Texto apresentado:
^^^^^^^^

Checagem de notícias

Jornalista e editor do site Boatos.org, Edgard Matsuki afirmou que em seis anos de trabalho desmentiu cerca de 4,5 mil notícias falsas. Segundo ele, as notícias falsas não tratam somente de questões políticas. Há fake news sobre medicina que têm levado, por exemplo, milhares de pessoas a não vacinarem seus filhos ou a não seguirem tratamentos médicos convencionais.

Matsuki explicou que a maior parte das notícias falsas tem como características um texto mal escrito, o pedido para que a pessoa compartilhe a informação, originando-se em um vetor — perfil falso e impulsionamento pago — que gera a difusão inicial. O jornalista disse que o maior problema das fakes news é o seu desmentido nunca ser 100% eficaz na resposta à mentira.

— Um desmentido tem 15 mil visualizações, quando uma desinformação tem três milhões de visualizações — lamentou o jornalista.

^^^^^^^^

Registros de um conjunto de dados

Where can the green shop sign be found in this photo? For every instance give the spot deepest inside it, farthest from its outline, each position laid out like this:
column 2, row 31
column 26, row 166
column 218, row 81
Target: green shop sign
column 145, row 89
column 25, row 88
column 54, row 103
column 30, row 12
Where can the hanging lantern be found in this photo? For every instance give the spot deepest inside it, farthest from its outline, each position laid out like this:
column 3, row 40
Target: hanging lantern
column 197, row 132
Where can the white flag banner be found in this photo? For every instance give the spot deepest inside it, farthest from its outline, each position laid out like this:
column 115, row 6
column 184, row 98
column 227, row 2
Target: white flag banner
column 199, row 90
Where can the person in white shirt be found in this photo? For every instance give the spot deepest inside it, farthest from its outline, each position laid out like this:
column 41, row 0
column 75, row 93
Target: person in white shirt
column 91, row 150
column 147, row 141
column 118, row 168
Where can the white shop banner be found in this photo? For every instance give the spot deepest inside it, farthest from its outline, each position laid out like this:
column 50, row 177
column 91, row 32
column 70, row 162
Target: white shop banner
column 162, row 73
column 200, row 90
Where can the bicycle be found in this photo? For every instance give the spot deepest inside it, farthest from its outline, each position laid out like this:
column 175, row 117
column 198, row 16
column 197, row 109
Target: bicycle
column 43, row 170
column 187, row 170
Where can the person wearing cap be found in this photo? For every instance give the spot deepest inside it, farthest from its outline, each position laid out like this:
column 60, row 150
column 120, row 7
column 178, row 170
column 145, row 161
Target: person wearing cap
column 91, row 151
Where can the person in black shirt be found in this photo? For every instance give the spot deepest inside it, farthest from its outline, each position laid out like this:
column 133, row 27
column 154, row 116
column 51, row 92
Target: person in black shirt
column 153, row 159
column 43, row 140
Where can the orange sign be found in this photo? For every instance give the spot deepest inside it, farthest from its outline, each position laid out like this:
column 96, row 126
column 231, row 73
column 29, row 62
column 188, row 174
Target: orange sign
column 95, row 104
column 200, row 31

^^^^^^^^

Instruções da tarefa:
Repita integralmente o texto sobre checagem de notícias. A listagem é um material à parte, sem relação com o texto.

Resposta:
Checagem de notícias

Jornalista e editor do site Boatos.org, Edgard Matsuki afirmou que em seis anos de trabalho desmentiu cerca de 4,5 mil notícias falsas. Segundo ele, as notícias falsas não tratam somente de questões políticas. Há fake news sobre medicina que têm levado, por exemplo, milhares de pessoas a não vacinarem seus filhos ou a não seguirem tratamentos médicos convencionais.

Matsuki explicou que a maior parte das notícias falsas tem como características um texto mal escrito, o pedido para que a pessoa compartilhe a informação, originando-se em um vetor — perfil falso e impulsionamento pago — que gera a difusão inicial. O jornalista disse que o maior problema das fakes news é o seu desmentido nunca ser 100% eficaz na resposta à mentira.

— Um desmentido tem 15 mil visualizações, quando uma desinformação tem três milhões de visualizações — lamentou o jornalista.